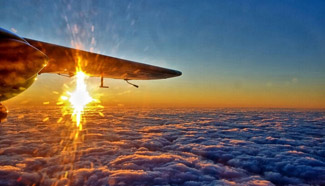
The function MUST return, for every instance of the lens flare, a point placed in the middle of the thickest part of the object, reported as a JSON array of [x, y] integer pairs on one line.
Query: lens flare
[[79, 98], [75, 101]]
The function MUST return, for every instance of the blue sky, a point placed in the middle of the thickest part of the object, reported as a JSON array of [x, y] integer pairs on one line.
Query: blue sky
[[247, 43]]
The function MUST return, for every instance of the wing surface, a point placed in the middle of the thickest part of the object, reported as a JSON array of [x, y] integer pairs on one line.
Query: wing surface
[[63, 60]]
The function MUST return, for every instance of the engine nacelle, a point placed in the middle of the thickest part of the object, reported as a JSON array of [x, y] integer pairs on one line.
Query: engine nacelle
[[20, 63]]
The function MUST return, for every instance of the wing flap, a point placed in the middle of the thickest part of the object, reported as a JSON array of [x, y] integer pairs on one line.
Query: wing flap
[[63, 60]]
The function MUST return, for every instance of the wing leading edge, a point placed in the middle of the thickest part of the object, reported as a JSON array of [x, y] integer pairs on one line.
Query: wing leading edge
[[63, 60]]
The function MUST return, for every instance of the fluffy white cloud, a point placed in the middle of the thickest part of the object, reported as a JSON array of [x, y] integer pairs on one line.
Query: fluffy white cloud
[[164, 147]]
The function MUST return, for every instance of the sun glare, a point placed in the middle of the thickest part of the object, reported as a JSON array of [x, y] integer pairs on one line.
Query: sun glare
[[77, 99]]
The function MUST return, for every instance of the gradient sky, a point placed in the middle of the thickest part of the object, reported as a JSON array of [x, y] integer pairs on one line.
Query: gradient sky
[[232, 53]]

WHAT IS ASKED: Rewrite all the records above with "thickest part" changed to "widest part" and everything else left as it is. Leave out the pictures.

FINAL ANSWER:
The function MUST return, for every instance of the lens flare, a point placed in the middle of the widest part of the object, reported as a JSON array of [x, y] integer pairs on one line.
Query: lens flare
[[79, 98], [75, 101]]
The function MUST return, for every instance of the blue sky, a point placed in the middle of the widest part of the object, reported as a JSON array of [x, y] integer pairs on one line.
Query: blue sky
[[247, 43]]
The function MUST return, for every instance of the wing surface, a point placed in the middle of the widest part of the object, reported as a JSON array of [x, y] integer pairs on one line.
Query: wing surface
[[63, 60]]
The function MUST return, for every instance of the engine nacelle, a point placed in the middle of the widest part of the object, reported as a JSON array of [x, y] integer pairs on one line.
Query: engine nacelle
[[20, 63]]
The function MUST return, for every instance of the wing flap, a point placed in the middle of the widest part of the object, reported as a JSON array of [x, y] integer pairs on one line.
Query: wing flap
[[63, 60]]
The function MUST return, for every instance of the wing leading edge, a point placed in the middle of the widest part of the object, reported as a JSON array of [x, y] integer pairs on one line.
Query: wing leading edge
[[63, 60]]
The function MUST return, for every instance of the fluffy white cloud, a point placed in the middle of the widest part of the object, reported as a JSON array of [x, y] integer pairs on one line.
Query: fluffy white cloud
[[164, 147]]
The function MUST return, for every instance of the sun glare, a point placed in the middle of the widest part of the object, reported as a JSON array of [x, y] integer pairs on one line.
Query: sun glare
[[77, 99]]
The function MUST return, for every instance of the gradient sky, a point placed in the middle of the widest part of the object, reported as a JSON array of [x, y] integer pairs on one line.
Query: gradient sky
[[232, 53]]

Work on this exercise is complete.